▸ **Trecho fornecido**

____________________

Confira a íntegra do texto abaixo:
Excelentíssimos Senhores
LUIZ FERNANDO PEZÃO, governador do Estado do Rio de Janeiro;
JORGE PICCIANI, presidente da Assembleia Legislativa do Estado do Rio de Janeiro
Prezados Senhores,
Como cientistas brasileiros e presidentes da Sociedade Brasileira para o Progresso da Ciência (SBPC) e da Academia Brasileira de Ciências (ABC), vimos respeitosamente a Vossas Excelências manifestar nossa extrema preocupação com a possibilidade de a Faperj ter seu orçamento cortado em 50%, conforme prevê a Proposta de Emenda Constitucional 19/2016, enviada pelo Governo do Estado à Alerj no dia 02 do corrente mês.
Na condição de entidades representativas da ciência brasileira, e imbuídas do maior senso de colaboração, gostaríamos de apresentar a Vossas Excelências as razões de nossa preocupação.
É certo que a redução no orçamento da Faperj, proposta na PEC 19/2016, provocará consequências perniciosas ao sistema de ciência, tecnologia e inovação fluminense.
Desenvolvimento científico e tecnológico não ocorre de um dia para o outro. A exemplo do que ocorre com outras agências de fomento, muitos dos projetos financiados pela Faperj são de longa duração, o que prevê aporte de recursos durante alguns anos.
O corte à metade no orçamento da Fundação determinará a paralisação de muitos desses projetos, ou seja, não poderão ser concluídos – portanto, não produzirão resultados -, o que implicará no desperdício de todos os recursos neles investidos e todo o trabalho já realizado. Em suma, recursos valiosos e tempo de trabalho qualificado terão sido gastos em vão.
As consequências para o futuro do Estado do Rio de Janeiro serão igualmente desalentadoras. A depender da Faperj, a ciência, a tecnologia e a inovação do Estado do Rio de Janeiro estarão praticamente paralisadas durante pelo menos quatro anos: os três anos previstos na PEC 19/2016, mais um ano (2019) para que então novos projetos possam ser aprovados.
A situação dos investimentos em bolsas de estudo será a mesma. Um determinado número de alunos de mestrado e de doutorado fatalmente terá de suspender seus estudos, o que também acarretará prejuízos para as linhas de pesquisa atreladas aos cursos de pós-graduação das universidades e institutos de pesquisa sediados no Rio de Janeiro – além de provocar frustrações, se não revezes, na carreira profissional desses jovens que perderão suas bolsas.
O drástico corte no orçamento da Faperj proposto pela PEC 19/2016 não implica, porém, prejuízos somente à vida fluminense. As instituições de ensino superior e pesquisa do Rio de Janeiro são hoje responsáveis por 20% da pesquisa científica e tecnológica nacional e abrigam 22% dos cursos de pós-graduação com notas 6 e 7, máximas conferidas pela Capes-MEC.

____________________

▸ **Dados de origem**

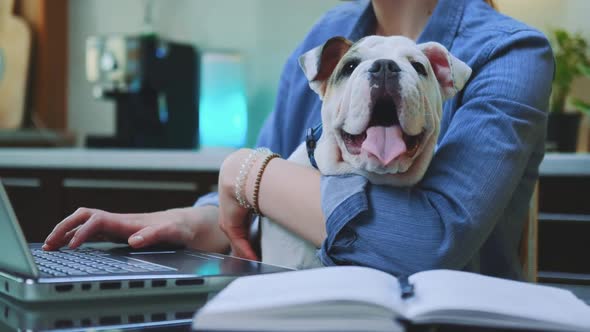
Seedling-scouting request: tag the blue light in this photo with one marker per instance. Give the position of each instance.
(223, 113)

____________________

▸ **Tarefas a resolver**
**A.** Extraia da carta sobre o corte no orçamento da Faperj, sem qualquer alteração, o trecho que vai de "Confira a íntegra" até "de nossa preocupação.".
**B.** Dê continuidade à carta sobre o corte no orçamento da Faperj a partir do ponto em que ela para.
As linhas não são necessárias para realizar nenhuma das tarefas.

▸ **Problemas resolvidos**
**A.**
Confira a íntegra do texto abaixo:
Excelentíssimos Senhores
LUIZ FERNANDO PEZÃO, governador do Estado do Rio de Janeiro;
JORGE PICCIANI, presidente da Assembleia Legislativa do Estado do Rio de Janeiro
Prezados Senhores,
Como cientistas brasileiros e presidentes da Sociedade Brasileira para o Progresso da Ciência (SBPC) e da Academia Brasileira de Ciências (ABC), vimos respeitosamente a Vossas Excelências manifestar nossa extrema preocupação com a possibilidade de a Faperj ter seu orçamento cortado em 50%, conforme prevê a Proposta de Emenda Constitucional 19/2016, enviada pelo Governo do Estado à Alerj no dia 02 do corrente mês.
Na condição de entidades representativas da ciência brasileira, e imbuídas do maior senso de colaboração, gostaríamos de apresentar a Vossas Excelências as razões de nossa preocupação.

**B.**
Esses números indicam que o inevitável declínio que ocorrerá no sistema de C,T&I do Rio de Janeiro provocará abalos também no sistema de C,T&I do Brasil.
Assim, se a redução à metade do orçamento da Faperj se confirmar, o Rio de Janeiro estará desempenhando um papel histórico oposto ao que o Brasil conhece. Afinal, se o Rio foi o Estado que sempre puxou o Brasil para a modernidade, que sempre foi a ponta de lança da contemporaneidade da vida nacional, ele estaria agora trilhando o caminho da estagnação, se não do retrocesso.
Senhor governador e senhores deputados, obviamente temos ciência das dificuldades do atual momento de crise econômica que afeta todo o País. Contudo, se há uma certeza no mundo atual é a de que o melhor caminho para o desenvolvimento sustentável em termos econômicos, sociais e ambientais passa necessariamente pelo investimento ininterrupto e crescente em ciência, tecnologia e inovação. A Faperj tem um papel de protagonista na construção desse desenvolvimento – para o Estado do Rio de Janeiro e para o Brasil.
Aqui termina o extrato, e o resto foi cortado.